Document segment:
┄┄┄┄┄┄┄┄┄┄┄┄┄┄┄┄┄┄┄┄
A thousand Postgres branches for $1

In the latest Xata release, we’ve drastically improved how fast databases are provisioned, branched, and un-hibernated (wake up from scale-to-zero). Branching times, for example, went from 20+ seconds down to 1-2 seconds.

For many use-cases, it is now a no-brainer to create branches on-the-fly with scale-to-zero enabled. Think of use-cases like:

A Postgres for each PR / preview env.
Agents creating a DB branch on each iteration.
Create a branch of the data-warehouse for each interactive SQL session.

These speed improvements make Postgres branches (schema and data) feel really lightweight, regardless of how much data the parent database has. Not only do they “feel” lightweight, but often they are almost free as well.

Demo

Check out the following demo video to see what the new experience feels like.

Note for existing customers: this is available for new projects at the moment, but we’ll migrate all projects soon. Please reach out if you want your project migrated earlier.

The math

Our smallest instance size (xata.micro - 1GB RAM) costs $0.012 / hour, or $9 / month if you run it 24/7.

However, we bill per minute and inactive branches (scaled-to-zero) don’t incur compute costs. If a branch is awake only 5 minutes for a quick test, that costs $0.001. Ten such branches will set you back one penny. A thousand branches, $1.

Because the instance wakes up almost instantly, for non-production use cases it makes a lot of sense to enable scale-to-zero.

On top of compute you pay for storage. However, thanks to copy-on-write storage, branches only include storage costs for the differences to their parents. For example, if the parent branch is 1 TB, the child branch has all the data, so it appears to also be 1 TB. However, you only get billed for the diff to the parent, which is often negligible.

Real-world use cases

You might be wondering what this is good for. Why would anyone create that many Postgres branches? Turns out having very fast and practically free branches enables new automations, especially in the agentic era.

To give a couple of real-world examples:

Enginy, an AI powered sales tool, creates an isolated Postgres branch on every CI build. These branches scale-to-zero automatically after a few minutes and wake-up when needed. This means every preview gets production-shaped data without touching a shared database.

Runner, an AI E-Commerce builder, runs autonomous coding agents that split their work into tasks, and then each agent picks up a task from the tracker, works on it, and opens a PR. That means thousands of PostgreSQL branches created per week, all isolated but at the same time containing realistic production data.
┄┄┄┄┄┄┄┄┄┄┄┄┄┄┄┄┄┄┄┄
To be done: Check each statement against the article on Postgres branches and answer yes or no, quoting the words of the article that decide it. 1. Branching now takes 1-2 seconds instead of more than 20. 2. Branches that have scaled to zero still incur compute costs. 3. A child branch is billed for the full storage size of its parent.

Dataset extract:
┄┄┄┄┄┄┄┄┄┄┄┄┄┄┄┄┄┄┄┄
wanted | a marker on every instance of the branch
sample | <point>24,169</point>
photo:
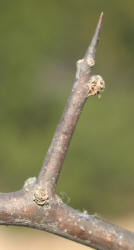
┄┄┄┄┄┄┄┄┄┄┄┄┄┄┄┄┄┄┄┄
Response to this exercise:
1. Yes: "Branching times, for example, went from 20+ seconds down to 1-2 seconds."
2. No: "inactive branches (scaled-to-zero) don’t incur compute costs".
3. No: "you only get billed for the diff to the parent".